• [Exercise text]
┏━━

Benedikt Berninger
Group Leader - Satellite
- Email Address: Crick email
- KCL email
Benedikt graduated in biology from the University of Munich (1992) and obtained a PhD from the faculty of Chemistry and Pharmacy at the same university (1996), studying activity-dependent gene expression in immature hippocampal neurons under supervision of the late Hans Thoenen at the Max Planck Institute of Psychiatry.
He then joined the laboratory of Mu-ming Poo at the University of California San Diego as fellow of the Human Frontier Science Program to study rapid effects of nerve growth factors on synapses and neuronal growth cones.
After a brief stay at the Karolinska Institute with Jonas Frisén, he returned to Munich in 2000 to study neurogenesis in the adult mammalian brain at the Max Planck Institute of Neurobiology. In 2003, he joined the laboratory of Magdalena Götz at the Helmholtz Center Munich, and in 2005 he became lecturer in Physiological Genomics at the University Munich. Together with Magdalena, he discovered the capacity of proneural factors Neurogenin-2 and Achaete-scute complex like-1 to reprogram astrocytes of the mouse cortex. In 2011, Benedikt was appointed Professor of Physiological Chemistry at the University Medical Center Mainz.

┗━━

• [Extracted material]
┏━━

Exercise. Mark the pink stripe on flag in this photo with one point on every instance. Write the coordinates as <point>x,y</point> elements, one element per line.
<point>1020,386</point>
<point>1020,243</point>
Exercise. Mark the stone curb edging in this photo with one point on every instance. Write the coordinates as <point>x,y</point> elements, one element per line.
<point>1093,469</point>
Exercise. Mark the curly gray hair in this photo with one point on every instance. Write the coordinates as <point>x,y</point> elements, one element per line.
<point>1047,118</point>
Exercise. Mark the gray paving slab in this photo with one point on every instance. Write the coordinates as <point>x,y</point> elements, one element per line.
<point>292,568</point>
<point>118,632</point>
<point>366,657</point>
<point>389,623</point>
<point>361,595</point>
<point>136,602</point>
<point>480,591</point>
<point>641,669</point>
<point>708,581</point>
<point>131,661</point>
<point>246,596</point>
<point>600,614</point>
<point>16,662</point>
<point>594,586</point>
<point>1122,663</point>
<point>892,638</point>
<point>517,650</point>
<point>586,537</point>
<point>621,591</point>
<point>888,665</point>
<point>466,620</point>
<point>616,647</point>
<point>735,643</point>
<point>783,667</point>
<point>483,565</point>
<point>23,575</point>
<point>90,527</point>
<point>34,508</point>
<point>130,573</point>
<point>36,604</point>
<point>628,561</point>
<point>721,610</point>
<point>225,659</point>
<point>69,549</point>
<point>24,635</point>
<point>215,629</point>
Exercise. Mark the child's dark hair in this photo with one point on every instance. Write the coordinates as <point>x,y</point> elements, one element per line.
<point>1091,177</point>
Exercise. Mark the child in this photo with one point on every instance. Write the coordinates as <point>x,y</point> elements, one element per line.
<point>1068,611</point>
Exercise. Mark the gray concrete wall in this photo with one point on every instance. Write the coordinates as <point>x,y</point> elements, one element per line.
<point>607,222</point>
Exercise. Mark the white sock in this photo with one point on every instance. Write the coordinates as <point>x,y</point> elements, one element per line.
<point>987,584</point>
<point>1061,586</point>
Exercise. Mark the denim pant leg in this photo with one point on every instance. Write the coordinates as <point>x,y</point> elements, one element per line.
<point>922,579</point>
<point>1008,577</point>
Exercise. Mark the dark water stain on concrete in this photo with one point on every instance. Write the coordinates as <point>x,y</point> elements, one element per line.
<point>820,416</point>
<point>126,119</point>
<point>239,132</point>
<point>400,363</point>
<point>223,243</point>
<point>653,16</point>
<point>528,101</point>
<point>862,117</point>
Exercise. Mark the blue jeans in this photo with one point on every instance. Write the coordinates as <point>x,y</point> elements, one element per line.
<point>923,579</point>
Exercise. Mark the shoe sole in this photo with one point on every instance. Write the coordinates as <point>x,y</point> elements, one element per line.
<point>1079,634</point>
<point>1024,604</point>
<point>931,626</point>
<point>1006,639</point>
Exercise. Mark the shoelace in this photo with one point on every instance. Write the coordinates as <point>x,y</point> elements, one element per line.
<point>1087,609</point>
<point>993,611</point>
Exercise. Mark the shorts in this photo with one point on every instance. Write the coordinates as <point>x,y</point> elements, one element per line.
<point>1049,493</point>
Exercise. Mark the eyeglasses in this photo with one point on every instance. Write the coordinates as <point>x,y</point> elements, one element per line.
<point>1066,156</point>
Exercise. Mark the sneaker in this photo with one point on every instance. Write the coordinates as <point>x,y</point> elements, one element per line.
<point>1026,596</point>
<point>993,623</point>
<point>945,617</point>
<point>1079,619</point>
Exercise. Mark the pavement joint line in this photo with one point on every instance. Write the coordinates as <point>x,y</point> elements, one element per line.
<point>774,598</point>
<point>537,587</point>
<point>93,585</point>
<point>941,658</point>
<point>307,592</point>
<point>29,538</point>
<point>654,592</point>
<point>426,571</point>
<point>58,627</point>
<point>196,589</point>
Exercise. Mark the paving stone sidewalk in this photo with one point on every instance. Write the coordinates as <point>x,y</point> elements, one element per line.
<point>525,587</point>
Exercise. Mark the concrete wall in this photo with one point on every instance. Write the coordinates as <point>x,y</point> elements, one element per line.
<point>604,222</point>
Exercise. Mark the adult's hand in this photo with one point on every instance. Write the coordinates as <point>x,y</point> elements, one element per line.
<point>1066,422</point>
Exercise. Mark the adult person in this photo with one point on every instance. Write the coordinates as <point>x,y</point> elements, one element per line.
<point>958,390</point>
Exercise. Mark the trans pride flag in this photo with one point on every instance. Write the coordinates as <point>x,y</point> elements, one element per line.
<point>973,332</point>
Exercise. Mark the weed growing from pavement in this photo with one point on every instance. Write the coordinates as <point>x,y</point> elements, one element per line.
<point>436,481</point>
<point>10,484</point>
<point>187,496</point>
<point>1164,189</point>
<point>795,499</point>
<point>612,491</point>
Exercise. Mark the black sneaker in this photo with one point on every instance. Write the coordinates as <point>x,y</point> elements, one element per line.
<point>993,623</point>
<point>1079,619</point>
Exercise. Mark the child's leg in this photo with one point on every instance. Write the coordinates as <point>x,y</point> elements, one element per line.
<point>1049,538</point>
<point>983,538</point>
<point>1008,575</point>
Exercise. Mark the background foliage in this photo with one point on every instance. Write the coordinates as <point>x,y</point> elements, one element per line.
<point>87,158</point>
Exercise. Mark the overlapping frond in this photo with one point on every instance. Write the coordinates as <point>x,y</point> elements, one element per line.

┗━━

• [Required work]
Resume the Benedikt Berninger biography right after its final sentence and carry it forward.

• [Expected answer]
In 2018, Benedikt moved to the UK, where he established his laboratory at the Centre of Developmental Neurobiology, King’s College London as Professor of Developmental Neurobiology.
In 2021 he established a satellite laboratory at the Francis Crick Institute. In collaboration with François Guillemot (Crick), Benedikt’s satellite lab at the Crick aims at deconstructing the molecular trajectories of glial cells undergoing conversion into induced neurons.
Benedikt holds a Wellcome Trust Investigator Award and an ERC Advanced grant.